[Start PAGE]

Fig. 5. Time evolution of plasma-β (βpl) for all of our runs showing a gradual increasing nature throughout. The values of it obtained are much higher than unity indicating the presence of a thermally over-pressured cocoon.

3.2. Jet at an angle to the major axis

The simulation 3Dang_ref, where the jet propagates at an angle 30° to the major axis of the galaxy, still favours the formation of an X-shape morphology. However, as it deviates from the most favourable condition of wing formation, the prominence of the formed structure is less than the run 3Dmaj_ref (Rossi et al. 2017). In Fig. 6, we represent the density distribution of the galaxy along the plane y–z (left) and y–x (right) where the lateral expansion of the cocoon is still in progress. An asymmetry in wing formation, that is the bending of back-flowing materials before reaching centre can be seen in the y–x plane i.e. when viewed along the z-axis of the galaxy, where a similar bending of back-flowing plasma has also been observed in several XRGs (Cotton et al. 2020; Bruni et al. 2021). However, our structure is still in its initial stage of formation (3.91 Myr) and in this regard, it would be interesting to further follow its long term evolution. The lobe length obtained for this case is found to be 24% higher than in the case of 3Dmaj_ref at a time 3.65 Myr, whereas no significant difference in wing lengths is observed for either of the cases. This indicates the crucial role of the thermally over-pressured cocoon in driving the wings beside the leading role played by ambient at its first place. The higher lobe length obtained here is also expected due to the higher propagation speed of the jet (Rossi et al. 2017), which is generated due to the faster decay of ambient pressure along the jet propagation direction. The corresponding evolution of plasma-β follows a similar trend as 3Dmaj_ref (Fig. 5); however, the values obtained are slightly higher.

Fig. 6. Density distribution (log ρ) of run 3Dang_ref in the plane y–z (left) and y–x (right) showing the wing formation along the z and x axis respectively. The asymmetry in wing formation i.e. the bending of back-flowing materials before reaching centre can be seen here along the x-axis, whose morphological relevance is discussed in Sect. 3.2. The dynamical age of this structure is 3.91 Myr. Here lengths are defined with respect to 4 kpc.

[End PAGE]

▸ TASK LIST
A) Copy the passage on jet simulations from "Fig. 6. Density" to "respect to 4 kpc.", substituting "evolutionary age" for "dynamical age".
B) Extend the passage on jet simulations by continuing it past its final sentence.
The material after this point is separate from the passage on jet simulations.

[Start INFORMATION SUPPLIED]

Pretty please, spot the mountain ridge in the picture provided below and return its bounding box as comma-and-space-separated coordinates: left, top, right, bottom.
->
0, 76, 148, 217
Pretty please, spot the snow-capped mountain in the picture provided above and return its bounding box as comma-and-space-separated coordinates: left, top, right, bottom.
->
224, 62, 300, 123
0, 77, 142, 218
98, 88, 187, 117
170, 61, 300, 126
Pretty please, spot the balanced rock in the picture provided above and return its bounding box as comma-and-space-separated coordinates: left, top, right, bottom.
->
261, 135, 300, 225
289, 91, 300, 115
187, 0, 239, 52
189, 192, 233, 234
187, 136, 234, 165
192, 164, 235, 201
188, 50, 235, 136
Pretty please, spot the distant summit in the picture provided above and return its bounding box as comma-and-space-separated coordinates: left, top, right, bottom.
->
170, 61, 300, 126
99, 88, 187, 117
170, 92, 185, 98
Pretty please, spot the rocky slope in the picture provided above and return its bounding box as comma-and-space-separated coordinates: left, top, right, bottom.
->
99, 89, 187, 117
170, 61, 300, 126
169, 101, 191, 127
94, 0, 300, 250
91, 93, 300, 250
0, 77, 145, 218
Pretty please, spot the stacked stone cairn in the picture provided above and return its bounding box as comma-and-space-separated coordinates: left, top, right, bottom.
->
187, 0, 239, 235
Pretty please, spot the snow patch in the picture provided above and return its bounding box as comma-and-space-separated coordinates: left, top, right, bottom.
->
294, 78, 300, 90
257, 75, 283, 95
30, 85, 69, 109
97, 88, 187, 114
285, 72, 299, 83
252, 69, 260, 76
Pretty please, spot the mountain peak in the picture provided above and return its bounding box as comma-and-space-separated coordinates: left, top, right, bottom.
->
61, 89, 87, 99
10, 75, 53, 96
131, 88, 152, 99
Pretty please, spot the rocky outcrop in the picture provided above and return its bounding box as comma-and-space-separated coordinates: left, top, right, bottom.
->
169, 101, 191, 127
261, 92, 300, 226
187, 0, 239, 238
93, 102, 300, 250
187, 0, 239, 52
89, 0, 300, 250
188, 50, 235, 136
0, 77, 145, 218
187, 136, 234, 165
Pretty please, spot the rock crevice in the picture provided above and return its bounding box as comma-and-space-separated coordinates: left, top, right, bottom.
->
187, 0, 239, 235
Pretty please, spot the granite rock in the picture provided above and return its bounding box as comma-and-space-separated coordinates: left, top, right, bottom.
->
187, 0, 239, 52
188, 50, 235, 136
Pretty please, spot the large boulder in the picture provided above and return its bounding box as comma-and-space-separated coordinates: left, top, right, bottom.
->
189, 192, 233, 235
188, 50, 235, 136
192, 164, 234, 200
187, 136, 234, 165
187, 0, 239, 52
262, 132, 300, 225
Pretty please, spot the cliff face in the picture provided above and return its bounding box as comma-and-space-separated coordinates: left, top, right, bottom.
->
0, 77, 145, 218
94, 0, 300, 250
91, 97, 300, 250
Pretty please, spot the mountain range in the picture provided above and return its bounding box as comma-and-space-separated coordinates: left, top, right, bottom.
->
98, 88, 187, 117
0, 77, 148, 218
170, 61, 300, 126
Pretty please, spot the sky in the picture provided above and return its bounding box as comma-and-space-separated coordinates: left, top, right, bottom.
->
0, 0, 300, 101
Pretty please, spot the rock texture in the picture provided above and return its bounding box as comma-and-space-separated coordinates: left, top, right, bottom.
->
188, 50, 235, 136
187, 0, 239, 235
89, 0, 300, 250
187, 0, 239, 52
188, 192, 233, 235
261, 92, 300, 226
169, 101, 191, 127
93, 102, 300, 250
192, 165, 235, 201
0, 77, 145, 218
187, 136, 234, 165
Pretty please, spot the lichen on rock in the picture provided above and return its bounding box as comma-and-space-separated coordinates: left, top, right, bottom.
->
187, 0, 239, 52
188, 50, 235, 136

[End INFORMATION SUPPLIED]

▸ RESULTS OF THE TASKS
A)
Fig. 6. Density distribution (log ρ) of run 3Dang_ref in the plane y–z (left) and y–x (right) showing the wing formation along the z and x axis respectively. The asymmetry in wing formation i.e. the bending of back-flowing materials before reaching centre can be seen here along the x-axis, whose morphological relevance is discussed in Sect. 3.2. The evolutionary age of this structure is 3.91 Myr. Here lengths are defined with respect to 4 kpc.

B)
In summary, our 3D relativistic MHD simulations of jet propagation within a tri-axial galactic environment have demonstrated the formation of X-morphology following the Back-flow model as proposed by Capetti et al. (2002). One of the observed characteristics of such an X-morphology is that in most cases wings coincide with the minor axis of the galaxy (e.g., Saripalli & Subrahmanyan 2009; Gillone et al. 2016; Joshi et al. 2019). We performed simulation runs by varying the direction of jet ejection with respect to the major axis of the underlying galaxy and verified such empirical evidence consistent with results obtained by Rossi et al. (2017). For these radio galaxies, the dominant thermal energy over magnetic energy favours the development of X-shaped morphology and it remains dominated in the cocoon during the evolution time. The back-flowing plasma which was created at the jet head due to the pressure imbalance (Leahy & Williams 1984), continuously inflates the cocoon and gets accumulated in the wings.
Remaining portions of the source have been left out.